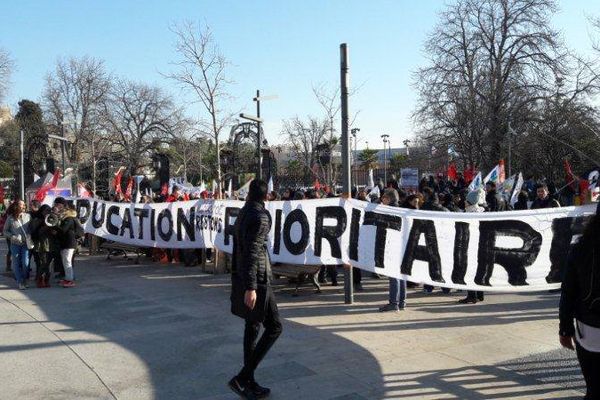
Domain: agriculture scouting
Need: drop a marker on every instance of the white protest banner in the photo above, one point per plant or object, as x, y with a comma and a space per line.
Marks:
505, 251
409, 177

---

◆ INSTRUCTIONS TO FOLLOW ◆
Restate every record above word for word, without images.

◆ OUTPUT FOR THIS EXERCISE ◆
Domain: agriculture scouting
Need: drop a marker on every instance of the white protest banner in the photo above, one point per plant or object, as x, y with a comma and a space per line.
Marks:
505, 251
409, 177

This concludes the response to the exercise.